§ ZITIERTER TEXT

════════════════════

# Big Air Team 2007 Tattoo Naben Lager



## robidobi007 (8. Mai 2011)

hallo,
ich fahre ein Bergamont Big Air Team aus dem Jahre 2007 mit einem Tattoo/ Alexrims Laufradsatz, bei diesem haben die lager hinten und vorn jetzt leider etwas spiel bekommen und ich möchte diese gern Austauschen!
Da ich die lager nicht erst ausbauen will um zuschauen welche lager da drinn sind und dann zu warten bis ich welche gefunden habe, hoffe ich das ihr mir die sache etwas erleichtern könntet?

Danke für eure hilfe schonmal im vorraus!

gruß,
Robert


----------



## Herr_Kaleun (9. Mai 2011)

also vorne kannst du entweder die Nabe wechseln oder halt das spiel beseitigen indem du den Konus nachziehst (aber auch nur so fest, dass es gerade so kein spiel mehr hat aber noch leicht zu drehen geht) ich empfehle dir aber die ganze Nabe zu wechseln falls du das Geld dazu hast, da die Tatoo Naben echt ******* sind. hab sie selber noch drinne aber auch nur weil mir das nötige Geld für ne ordentliche fehlt. Und hint hilft auch nur nachziehen, ich glaube kaum, dass es was bringen oder sich lohnen würde das Lager zu wechseln wenn dann auch die ganze Nabe wobei ich denke, dass die hintere nabe ganz gut ist also:*  vorne Nabe wechseln und hinten Konus nachziehen wär meiner Meinung nach das beste*


----------



## MTB-News.de




----------



## robidobi007 (9. Mai 2011)

════════════════════

§ DATENZEILEN

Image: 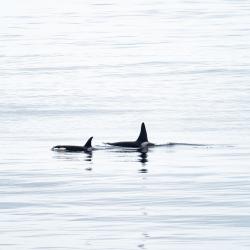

════════════════════

§ ÜBUNGSAUFGABEN
1. Welches Fahrrad fährt robidobi007 laut der Forendiskussion?
2. Zitieren Sie aus der Forendiskussion den Abschnitt, der mit „# Big Air Team“ beginnt und mit „etwas erleichtern könntet?“ endet.

§ LÖSUNGEN
1. Ein Bergamont Big Air Team aus dem Jahr 2007.

2.
# Big Air Team 2007 Tattoo Naben Lager



## robidobi007 (8. Mai 2011)

hallo,
ich fahre ein Bergamont Big Air Team aus dem Jahre 2007 mit einem Tattoo/ Alexrims Laufradsatz, bei diesem haben die lager hinten und vorn jetzt leider etwas spiel bekommen und ich möchte diese gern Austauschen!
Da ich die lager nicht erst ausbauen will um zuschauen welche lager da drinn sind und dann zu warten bis ich welche gefunden habe, hoffe ich das ihr mir die sache etwas erleichtern könntet?